== Reading passage ==
----

Hungary’s government has ordered an investigation of domestic low-cost carrier Wizz Air over what it calls possible breaches of consumer protection laws, the second such investigation it has launched against an airline since June.
The probe, ordered by Hungary’s Ministry of Justice comes after the ministry said it received an increase in complaints against the Budapest-based airline over its failure to provide information and assistance to customers whose flights are delayed or canceled, according to Hungary’s state news agency MTI.
Other complaints included Wizz Air failing to provide accommodation and rebooking for affected passengers, failure to respond to consumer complaints within 30 days, and operating a paid customer service line, which violates Hungarian law and consumer rights, the ministry said in a statement.
It is the second investigation against an airline launched by Prime Minister Viktor Orban’s nationalist government since June when it announced it would impose windfall taxes on industries from banking to insurance to airlines that have enjoyed “extra profits” arising from soaring demand after the pandemic – a claim some companies have contested.
Earlier this month, Hungary accused budget carrier Ryanair of consumer protection violations and fined it more than three-quarters of a million euros after the company raised ticket prices to cope with the new tax, which Ryanair CEO Michael O’Leary has called “highway robbery” and “idiotic.”
The government hopes to raise 815 billion forints ($2.1 billion) from the tax policy to see the country through a period of soaring inflation and energy prices, and budget shortfalls from pre-election handouts earlier this year in which Orban won a fourth consecutive term.
Wizz Air didn’t immediately respond to requests for comment.
In a statement, the Ministry of Justice said the aim of the procedure is to “detect, stop and sanction any possible illegal behavior since all businesses must comply with the law.”

----

== Provided information ==

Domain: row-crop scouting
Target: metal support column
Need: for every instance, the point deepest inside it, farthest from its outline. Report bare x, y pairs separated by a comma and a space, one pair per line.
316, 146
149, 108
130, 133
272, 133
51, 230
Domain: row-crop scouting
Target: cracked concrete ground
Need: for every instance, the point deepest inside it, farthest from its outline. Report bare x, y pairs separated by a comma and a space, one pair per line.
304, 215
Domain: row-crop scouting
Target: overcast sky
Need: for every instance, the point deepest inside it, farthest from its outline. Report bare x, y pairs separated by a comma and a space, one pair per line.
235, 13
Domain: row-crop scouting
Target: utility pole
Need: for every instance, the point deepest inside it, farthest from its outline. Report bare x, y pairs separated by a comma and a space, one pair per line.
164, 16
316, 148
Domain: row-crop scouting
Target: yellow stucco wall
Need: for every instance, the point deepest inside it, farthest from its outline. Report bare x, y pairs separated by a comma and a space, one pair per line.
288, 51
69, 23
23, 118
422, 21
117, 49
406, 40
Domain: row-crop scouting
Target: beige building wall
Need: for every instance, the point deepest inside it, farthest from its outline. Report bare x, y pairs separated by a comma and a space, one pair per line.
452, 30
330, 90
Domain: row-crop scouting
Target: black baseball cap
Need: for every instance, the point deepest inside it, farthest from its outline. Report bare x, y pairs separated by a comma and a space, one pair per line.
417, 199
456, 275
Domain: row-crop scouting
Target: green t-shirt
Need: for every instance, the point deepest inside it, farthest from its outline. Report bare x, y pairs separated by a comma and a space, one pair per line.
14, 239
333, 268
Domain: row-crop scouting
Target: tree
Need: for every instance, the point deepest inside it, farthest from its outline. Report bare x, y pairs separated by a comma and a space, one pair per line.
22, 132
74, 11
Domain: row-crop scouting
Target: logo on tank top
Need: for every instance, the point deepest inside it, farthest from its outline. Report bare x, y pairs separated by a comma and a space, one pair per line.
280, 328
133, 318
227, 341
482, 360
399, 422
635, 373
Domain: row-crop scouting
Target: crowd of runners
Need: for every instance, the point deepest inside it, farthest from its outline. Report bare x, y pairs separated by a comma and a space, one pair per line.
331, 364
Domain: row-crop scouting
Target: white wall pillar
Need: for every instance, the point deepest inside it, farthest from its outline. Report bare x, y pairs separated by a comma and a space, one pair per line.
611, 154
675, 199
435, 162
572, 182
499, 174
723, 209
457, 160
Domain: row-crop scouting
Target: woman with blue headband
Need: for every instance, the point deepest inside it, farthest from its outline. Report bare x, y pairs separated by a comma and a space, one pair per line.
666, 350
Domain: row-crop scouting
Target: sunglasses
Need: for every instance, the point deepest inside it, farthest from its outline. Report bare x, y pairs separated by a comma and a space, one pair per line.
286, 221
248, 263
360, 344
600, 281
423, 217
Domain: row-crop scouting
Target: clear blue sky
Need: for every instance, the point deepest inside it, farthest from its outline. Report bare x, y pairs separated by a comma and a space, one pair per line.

----

== Exercise directions ==
In the Wizz Air investigation article, swap "budget shortfalls" for "fiscal deficits" and write out the passage that begins at the words "The government hopes" and stops after "fourth consecutive term.".

== Result below ==
The government hopes to raise 815 billion forints ($2.1 billion) from the tax policy to see the country through a period of soaring inflation and energy prices, and fiscal deficits from pre-election handouts earlier this year in which Orban won a fourth consecutive term.